Brief –
With the exception of the pictures, write out the data below precisely.
>>
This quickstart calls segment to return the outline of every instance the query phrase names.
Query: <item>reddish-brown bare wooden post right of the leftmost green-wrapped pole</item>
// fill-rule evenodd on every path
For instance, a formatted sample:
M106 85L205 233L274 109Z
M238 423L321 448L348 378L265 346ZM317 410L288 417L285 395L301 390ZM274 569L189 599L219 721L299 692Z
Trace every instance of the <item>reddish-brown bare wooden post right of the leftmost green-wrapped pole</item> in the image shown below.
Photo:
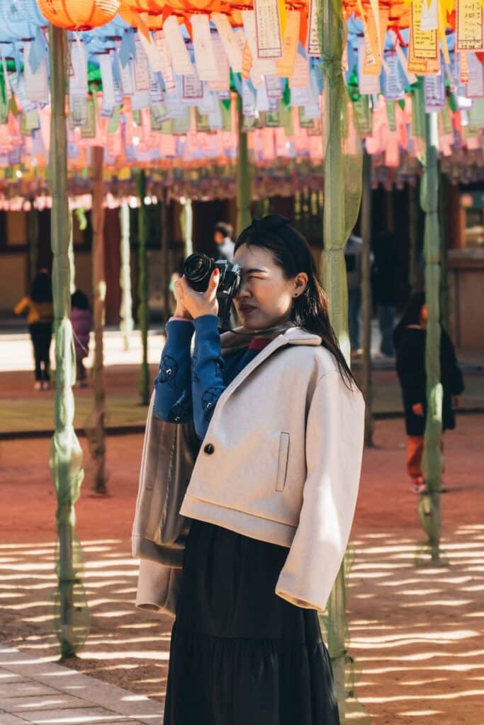
M107 493L106 432L104 426L106 392L104 389L104 305L106 281L104 271L104 209L102 206L102 158L104 149L91 149L92 162L92 289L94 292L94 425L91 433L91 457L94 461L94 486L97 494Z

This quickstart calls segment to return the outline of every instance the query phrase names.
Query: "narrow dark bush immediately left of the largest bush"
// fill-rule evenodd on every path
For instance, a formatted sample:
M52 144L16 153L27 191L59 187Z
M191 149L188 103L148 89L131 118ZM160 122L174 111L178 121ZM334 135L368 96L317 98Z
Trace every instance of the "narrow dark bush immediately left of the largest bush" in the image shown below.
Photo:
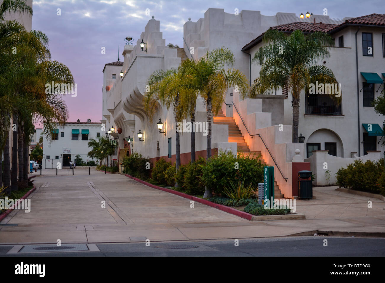
M186 190L187 194L194 196L204 194L204 182L201 178L203 167L205 165L206 159L203 157L199 157L195 162L186 164L186 171L183 176L183 188Z

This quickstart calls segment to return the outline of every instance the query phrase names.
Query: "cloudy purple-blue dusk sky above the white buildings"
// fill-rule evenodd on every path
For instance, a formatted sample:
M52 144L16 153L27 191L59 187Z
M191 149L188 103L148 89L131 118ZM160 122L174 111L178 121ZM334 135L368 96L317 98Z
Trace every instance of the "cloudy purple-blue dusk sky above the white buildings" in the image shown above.
M239 12L256 10L267 16L277 12L322 15L327 8L330 18L340 19L385 13L383 0L33 1L32 29L49 37L52 60L67 65L77 84L77 96L65 96L69 108L68 121L91 119L99 122L102 119L104 65L117 61L118 56L123 60L124 39L131 36L135 44L151 16L160 20L160 31L166 45L172 43L182 47L184 23L188 18L192 22L204 18L208 8L223 8L226 13L234 13L236 8ZM61 15L58 15L58 9ZM146 15L146 9L149 9L149 15ZM105 47L105 54L101 52L102 47Z

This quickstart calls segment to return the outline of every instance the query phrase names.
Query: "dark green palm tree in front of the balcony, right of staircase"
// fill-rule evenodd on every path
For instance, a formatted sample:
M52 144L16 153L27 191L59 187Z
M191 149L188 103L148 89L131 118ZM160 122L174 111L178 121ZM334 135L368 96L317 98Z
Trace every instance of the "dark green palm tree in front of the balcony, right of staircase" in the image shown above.
M286 87L293 95L293 142L298 142L298 117L301 90L305 93L311 82L337 83L333 72L326 66L316 65L330 56L326 46L334 45L330 35L315 32L304 35L295 30L290 36L277 30L264 34L268 45L261 47L253 58L262 65L259 77L251 86L249 97ZM337 103L340 98L331 96ZM243 96L244 98L244 96Z

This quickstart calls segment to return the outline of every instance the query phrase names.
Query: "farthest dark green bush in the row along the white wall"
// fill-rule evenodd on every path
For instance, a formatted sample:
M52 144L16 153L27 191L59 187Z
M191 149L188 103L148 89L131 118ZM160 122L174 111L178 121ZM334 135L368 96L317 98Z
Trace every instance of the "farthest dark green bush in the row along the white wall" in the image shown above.
M124 173L136 178L147 180L150 178L150 170L146 169L147 162L150 163L149 157L143 157L142 154L134 152L130 156L125 156L122 160Z

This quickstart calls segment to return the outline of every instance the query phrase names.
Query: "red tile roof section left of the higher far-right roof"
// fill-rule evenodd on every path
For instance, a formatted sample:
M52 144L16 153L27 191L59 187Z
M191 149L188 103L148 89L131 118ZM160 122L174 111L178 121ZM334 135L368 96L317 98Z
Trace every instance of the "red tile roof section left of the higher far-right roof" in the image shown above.
M304 33L311 33L311 32L329 32L330 30L336 27L338 27L338 25L334 25L331 23L294 22L294 23L284 23L283 25L276 25L275 27L271 27L269 29L278 30L280 32L293 32L295 30L302 30ZM248 47L247 49L250 49L251 47L261 42L262 37L265 33L266 32L259 35L259 37L257 37L256 39L251 40L251 42L249 42L244 47L242 47L242 49L245 49L245 47Z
<<
Result of this exercise –
This quickstart calls segment to return the outline of every instance the query phrase names.
Query: <item>reddish-brown bare wooden post right of the leftmost green-wrapped pole</item>
// fill-rule evenodd on every path
For instance, a formatted sample:
M106 85L205 233L274 109Z
M238 423L321 448L348 378L265 346ZM317 410L288 417L285 395L301 390ZM274 569L189 599L219 721L299 692Z
Trace every instance of the <item>reddish-brown bare wooden post right of the leftmost green-wrapped pole</item> in the image shown below.
Photo:
M107 493L106 432L104 426L106 392L104 389L104 305L106 281L104 271L104 209L102 206L102 158L104 149L91 149L92 162L92 289L94 292L94 425L91 433L91 457L94 461L94 486L97 494Z

This quickstart calls segment to return the outline of every instance the query phrase names.
Query: "narrow dark bush immediately left of the largest bush"
// fill-rule evenodd on every path
For instance, a formatted sample:
M52 144L16 153L27 191L59 187Z
M191 149L188 103L148 89L131 118ZM160 122L174 111L178 121ZM334 135L368 96L317 98Z
Trace every instance of the "narrow dark bush immediately left of the largest bush" in the image shown below.
Photo:
M186 190L187 194L194 196L204 194L204 182L201 178L203 167L205 165L206 159L203 157L199 157L195 162L186 164L186 171L183 176L183 188Z

This quickstart calls segment to return the outline of every instance the query phrase names.
Query: "cloudy purple-blue dusk sky above the white buildings"
// fill-rule evenodd on every path
For instance, a formatted sample:
M52 144L16 153L27 191L59 187Z
M191 149L188 103L148 89L131 118ZM160 122L174 111L178 121ZM334 135L368 96L317 98Z
Trace every instance of the "cloudy purple-blue dusk sky above the white buildings" in the image shown above.
M239 12L256 10L267 16L277 12L322 15L327 8L330 18L340 19L385 13L383 0L33 1L32 29L49 37L52 60L67 65L77 84L77 96L65 96L69 108L68 121L91 119L99 122L102 119L104 65L117 61L118 56L123 60L124 39L131 36L135 44L151 16L160 20L160 31L166 45L172 43L182 47L184 23L188 18L192 22L204 18L208 8L223 8L226 13L234 13L236 8ZM61 15L58 15L58 9ZM146 15L146 9L149 9L149 15ZM105 47L105 54L101 52L102 47Z

This quickstart calls segment to return the outline of every instance the query phrase names.
Query: "dark green palm tree in front of the balcony, right of staircase"
// fill-rule evenodd on every path
For instance, a formatted sample:
M52 144L16 153L27 191L59 187Z
M191 149L188 103L148 89L131 118ZM160 122L174 111L178 121ZM334 135L368 96L317 98Z
Trace every instance of the "dark green palm tree in front of the balcony, right of staircase" in the image shown above.
M286 87L293 95L293 142L298 142L298 117L301 90L305 93L311 82L337 83L333 72L326 66L316 65L330 56L326 46L334 45L330 35L315 32L304 35L295 30L290 36L277 30L264 34L268 45L261 47L253 58L262 65L259 77L251 86L249 97ZM337 103L340 98L331 96ZM243 96L244 98L244 96Z

This quickstart calls segment to return the outline of every instance the query phrase names.
Query: "farthest dark green bush in the row along the white wall"
// fill-rule evenodd on every path
For instance, a formatted sample:
M52 144L16 153L27 191L59 187Z
M191 149L188 103L148 89L131 118ZM160 122L174 111L178 121ZM334 135L368 96L317 98Z
Trace every instance of the "farthest dark green bush in the row along the white wall" in the image shown above.
M124 173L136 178L147 180L150 178L150 170L146 169L147 162L150 163L149 157L143 157L142 154L134 152L130 156L125 156L122 160Z

This quickstart calls segment to return the outline of every instance the query phrase names.
Query: "red tile roof section left of the higher far-right roof"
// fill-rule evenodd on every path
For instance, a formatted sample:
M52 144L16 153L27 191L59 187Z
M191 149L188 103L148 89L131 118ZM160 122L174 111L178 121ZM334 135L368 96L317 98Z
Trace every instance of the "red tile roof section left of the higher far-right roof" in the image shown above.
M304 33L311 33L311 32L329 32L330 30L336 27L338 27L338 25L334 25L331 23L294 22L294 23L284 23L283 25L276 25L275 27L271 27L269 29L278 30L280 32L293 32L295 30L302 30ZM248 47L247 49L250 49L251 47L261 42L262 37L265 33L266 32L259 35L259 37L257 37L256 39L251 40L251 42L249 42L244 47L242 47L242 49L245 49L245 47Z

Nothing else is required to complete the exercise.